Task requirements:
The records appear below. Set down exactly each line from the one that contains "negative clicks: (169, 139)" through the last, both included.

Records supplied:
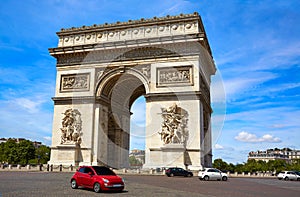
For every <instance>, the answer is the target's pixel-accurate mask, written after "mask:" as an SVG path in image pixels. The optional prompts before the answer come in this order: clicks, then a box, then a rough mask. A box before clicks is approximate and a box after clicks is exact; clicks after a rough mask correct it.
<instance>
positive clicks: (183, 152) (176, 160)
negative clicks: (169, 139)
mask: <svg viewBox="0 0 300 197" xmlns="http://www.w3.org/2000/svg"><path fill="white" fill-rule="evenodd" d="M185 150H186V149H185V147H184V145H183V144H166V145H163V146H162V147H160V148H159V149H150V152H148V153H146V154H147V155H146V158H147V161H146V163H145V164H144V166H143V168H156V167H182V168H185Z"/></svg>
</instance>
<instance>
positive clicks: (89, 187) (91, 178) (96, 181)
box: [71, 166, 125, 193]
mask: <svg viewBox="0 0 300 197" xmlns="http://www.w3.org/2000/svg"><path fill="white" fill-rule="evenodd" d="M71 187H72V188H73V189H76V188H78V187H85V188H90V189H93V190H94V191H95V192H97V193H98V192H100V191H110V190H113V191H122V190H124V187H125V185H124V180H123V179H122V178H121V177H119V176H117V175H116V174H115V173H114V172H113V171H112V170H110V169H109V168H107V167H104V166H82V167H80V168H79V169H78V170H77V171H76V172H75V174H74V175H73V176H72V178H71Z"/></svg>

Answer:
negative clicks: (169, 139)
mask: <svg viewBox="0 0 300 197" xmlns="http://www.w3.org/2000/svg"><path fill="white" fill-rule="evenodd" d="M185 150H186V149H185V147H184V145H183V144H166V145H163V146H162V147H160V148H159V149H150V152H148V153H146V154H147V155H146V158H147V161H146V163H145V164H144V166H143V168H156V167H182V168H185Z"/></svg>
</instance>
<instance>
positive clicks: (89, 187) (91, 178) (96, 181)
box: [71, 166, 125, 193]
mask: <svg viewBox="0 0 300 197" xmlns="http://www.w3.org/2000/svg"><path fill="white" fill-rule="evenodd" d="M71 187H72V188H73V189H76V188H78V187H85V188H90V189H93V190H94V191H95V192H97V193H98V192H100V191H110V190H113V191H122V190H124V187H125V185H124V180H123V179H122V178H121V177H119V176H117V175H116V174H115V173H114V172H113V171H112V170H110V169H109V168H107V167H104V166H82V167H80V168H79V169H78V170H77V171H76V172H75V174H74V175H73V176H72V178H71Z"/></svg>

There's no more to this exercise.